▶ _作業内容_
脳梗塞への電気刺激治療に関する記事を、最後の文の次から引き継いで書き進めなさい。

脳に電気ショックを与えることで、脳卒中による脳へのダメージを抑えることができるようだ。高精細(HD)陰極経頭蓋直流電気刺激(C-tDCS)と呼ばれる非侵襲的な治療法により、急性虚血性脳卒中(AIS、脳梗塞)の原因となった血栓周辺の血流が増加し、脳にそれ以上のダメージが及ぶのを防げる可能性のあることが明らかになった。米カリフォルニア大学ロサンゼルス校(UCLA)David Geffen School of Medicine神経学分野のMersedeh Bahr-Hosseini氏らが実施したこのパイロット試験は、「JAMA Network Open」に6月21日掲載された。
Bahr-Hosseini氏らの研究は、脳梗塞に対するHD C-tDCSによる治療の有効性を、ランダム化比較試験で初めて検討したもの。対象は、脳梗塞の発症から24時間以内に治療を受け、ペナンブラの存在が画像検査で確認され、再灌流療法の適格外であった患者10人。ペナンブラとは、脳梗塞により血流が低下しているものの細胞死には至っていないため、早期に血流を再開させれば回復が見込める脳の領域のこと。対象者のうちの7人は梗塞の生じた部位に電流を流す群(平均年齢75歳、電気刺激群)、3人はシャム(偽)刺激を流す群(平均年齢77歳、偽刺激群)にランダムに割り付けられた。まず4人(電気刺激群3人と偽刺激群1人)に1mAのHD C-tDCSまたは偽刺激を20分間流し、次いで、6人(電気刺激群4人と偽刺激群2人)に2mAのHD C-tDCSまたは偽刺激を20分間流した。

▶ _提供資料_
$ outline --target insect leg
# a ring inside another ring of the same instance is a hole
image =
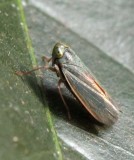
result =
[[[61,93],[61,84],[62,83],[63,83],[63,80],[60,79],[59,82],[58,82],[58,90],[59,90],[60,97],[61,97],[61,99],[62,99],[62,101],[63,101],[63,103],[64,103],[64,105],[66,107],[68,118],[70,120],[71,119],[71,115],[70,115],[69,107],[68,107],[68,105],[67,105],[67,103],[66,103],[66,101],[65,101],[65,99],[64,99],[64,97],[63,97],[63,95]]]

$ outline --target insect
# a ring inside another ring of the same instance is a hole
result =
[[[91,71],[69,46],[61,42],[56,43],[52,51],[52,57],[48,58],[44,56],[43,60],[48,64],[34,70],[44,68],[57,74],[59,77],[58,89],[69,118],[69,109],[60,90],[62,83],[65,84],[81,105],[99,122],[111,125],[118,119],[119,110],[112,102],[108,93],[101,87]],[[32,71],[26,72],[26,74]]]

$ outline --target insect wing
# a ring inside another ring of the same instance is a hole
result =
[[[87,70],[68,64],[62,72],[74,96],[94,118],[107,125],[117,120],[118,109]]]

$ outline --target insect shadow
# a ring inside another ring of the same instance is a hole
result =
[[[23,69],[24,70],[24,69]],[[25,69],[26,70],[26,69]],[[63,97],[68,104],[71,120],[67,116],[67,112],[63,101],[59,95],[57,82],[50,82],[45,80],[45,83],[39,85],[35,73],[30,75],[22,76],[22,80],[32,89],[32,91],[39,98],[40,102],[45,107],[45,98],[49,105],[50,111],[57,117],[68,121],[70,124],[75,125],[87,132],[98,135],[100,130],[106,129],[107,127],[97,120],[95,120],[74,98],[74,96],[64,86],[62,88]],[[45,97],[44,97],[45,96]],[[97,127],[96,127],[97,126]]]

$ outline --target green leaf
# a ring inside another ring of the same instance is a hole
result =
[[[36,64],[21,1],[0,2],[0,159],[62,159],[35,74]]]
[[[117,58],[114,56],[114,51],[126,44],[120,42],[119,47],[114,48],[114,39],[123,35],[123,40],[126,33],[121,24],[112,30],[118,16],[110,16],[119,8],[125,14],[121,9],[124,6],[132,8],[130,2],[112,1],[111,6],[105,1],[104,6],[99,1],[90,5],[88,1],[28,2],[23,1],[26,20],[19,0],[0,2],[0,159],[134,159],[133,65],[124,65],[121,53]],[[131,19],[132,16],[130,14]],[[107,28],[109,17],[112,17],[112,23]],[[106,30],[99,30],[99,24]],[[129,23],[127,25],[131,27]],[[69,121],[55,74],[44,73],[44,86],[36,76],[40,73],[23,77],[14,74],[16,70],[37,66],[34,52],[38,65],[42,65],[41,56],[51,56],[57,41],[63,41],[75,50],[117,102],[121,113],[113,126],[105,127],[94,121],[64,87],[63,95],[72,116]],[[132,43],[128,45],[123,46],[126,53],[132,48]],[[114,59],[107,55],[109,51]]]
[[[75,102],[72,95],[64,88],[62,89],[63,95],[70,106],[72,115],[72,120],[68,121],[65,107],[57,91],[58,78],[53,73],[45,73],[44,89],[47,94],[49,108],[54,116],[55,128],[64,158],[133,159],[134,75],[124,67],[124,60],[119,58],[121,57],[121,53],[118,56],[112,54],[114,51],[117,53],[117,50],[119,50],[124,41],[120,42],[118,49],[115,47],[110,53],[111,57],[115,58],[115,60],[107,55],[107,52],[110,51],[111,46],[115,43],[114,39],[116,36],[120,37],[124,33],[124,28],[122,26],[115,26],[114,30],[112,30],[113,24],[118,20],[117,15],[114,14],[116,2],[111,2],[112,6],[109,6],[104,1],[104,4],[107,5],[103,6],[98,1],[97,4],[100,4],[98,7],[96,3],[93,1],[90,5],[86,5],[82,1],[61,2],[54,0],[45,2],[42,0],[30,0],[25,6],[27,23],[39,64],[41,64],[40,57],[43,54],[51,56],[52,48],[57,41],[67,43],[96,75],[121,110],[117,123],[109,128],[100,126],[91,120],[86,111],[82,110],[82,107]],[[126,3],[124,1],[124,4]],[[120,11],[121,6],[123,7],[123,3],[122,5],[120,3],[116,4],[116,8],[120,8]],[[107,7],[111,7],[111,10]],[[103,11],[104,8],[105,10]],[[100,14],[101,11],[103,14]],[[111,21],[108,19],[110,15]],[[84,23],[88,17],[90,19],[89,24]],[[111,22],[109,22],[112,32],[110,36],[110,28],[108,28],[107,24],[108,20]],[[101,36],[98,24],[100,24],[102,29],[107,29],[102,32],[106,31],[104,36],[103,34]],[[129,24],[127,25],[129,28]],[[95,27],[91,28],[91,26]],[[91,32],[88,27],[92,29]],[[116,29],[120,31],[118,35]],[[90,42],[91,38],[94,38],[92,43]],[[111,38],[112,42],[110,43]],[[99,43],[99,40],[101,43]],[[124,39],[122,38],[122,40]],[[105,43],[107,46],[105,45],[104,47]],[[125,45],[128,53],[131,45],[132,43],[130,43],[130,47]]]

▶ _演習結果_
全対象者が治療を途中で中断することなく完了した。電気刺激を与えた部位の皮膚に変色や発疹は認められなかった。治療により、電気刺激群では、低灌流領域が中央値で100%〔四分位範囲(IQR)46〜100%〕減少したのに対し、偽刺激群では325%(同112〜412%)増加していた。また、電気刺激群のペナンブラの救済率は中央値で66%(IQR 29〜80.5%)だったのに対し、シャム群では0%(同0〜0%)だった。さらに、脳画像検査からは、電気刺激群で治療後に血流が中央値で64%増加し、電気刺激が強いほど血流の増加の程度も大きかったが、偽刺激群では逆に、血流が中央値で4%減少したことが示された。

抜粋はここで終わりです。